#### Work to be completed
From the data below, retype exactly the lines starting with the one that contains "Find the tree" and ending with the one that contains "Find the red", both included.

#### Material to process
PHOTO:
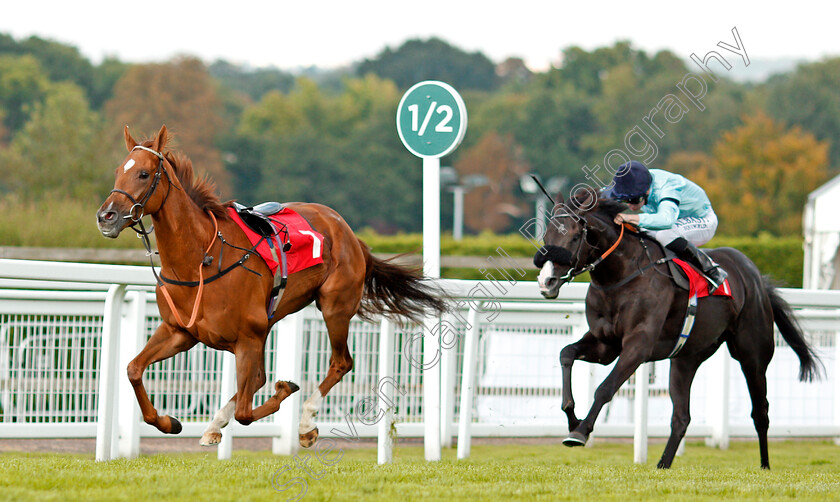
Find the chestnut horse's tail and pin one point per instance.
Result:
(396, 290)
(810, 367)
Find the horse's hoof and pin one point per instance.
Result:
(308, 439)
(575, 439)
(210, 439)
(174, 426)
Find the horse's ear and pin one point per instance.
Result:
(160, 140)
(129, 141)
(585, 199)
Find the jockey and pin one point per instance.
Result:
(674, 211)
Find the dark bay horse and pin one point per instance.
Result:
(230, 313)
(637, 317)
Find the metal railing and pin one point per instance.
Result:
(67, 331)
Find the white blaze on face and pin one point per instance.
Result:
(545, 272)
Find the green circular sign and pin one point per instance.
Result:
(431, 119)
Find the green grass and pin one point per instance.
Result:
(801, 470)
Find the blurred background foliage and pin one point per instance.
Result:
(328, 136)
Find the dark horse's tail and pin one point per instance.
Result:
(396, 290)
(810, 367)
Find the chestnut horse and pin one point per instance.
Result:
(635, 313)
(230, 312)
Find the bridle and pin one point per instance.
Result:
(141, 204)
(137, 221)
(574, 271)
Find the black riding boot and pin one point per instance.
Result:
(697, 257)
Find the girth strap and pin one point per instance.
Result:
(690, 313)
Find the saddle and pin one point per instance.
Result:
(256, 217)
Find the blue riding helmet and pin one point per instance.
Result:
(632, 181)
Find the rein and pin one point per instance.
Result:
(572, 273)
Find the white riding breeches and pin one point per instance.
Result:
(697, 231)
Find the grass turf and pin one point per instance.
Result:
(801, 470)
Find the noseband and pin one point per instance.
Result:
(141, 204)
(574, 271)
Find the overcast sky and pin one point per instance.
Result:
(335, 33)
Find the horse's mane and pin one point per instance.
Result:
(202, 190)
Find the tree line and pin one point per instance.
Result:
(330, 137)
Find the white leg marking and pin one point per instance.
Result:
(546, 272)
(220, 420)
(310, 409)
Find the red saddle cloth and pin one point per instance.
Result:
(306, 243)
(698, 285)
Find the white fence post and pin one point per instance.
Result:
(385, 391)
(837, 384)
(287, 366)
(468, 383)
(108, 351)
(132, 339)
(431, 389)
(717, 398)
(640, 405)
(448, 365)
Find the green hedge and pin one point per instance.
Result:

#### Answer box
Find the tree line and pin one point per instance.
Result:
(330, 137)
Find the white leg marking and pin one point per instance.
Result:
(546, 272)
(220, 420)
(310, 409)
Find the red saddle cloth and pin one point per instance.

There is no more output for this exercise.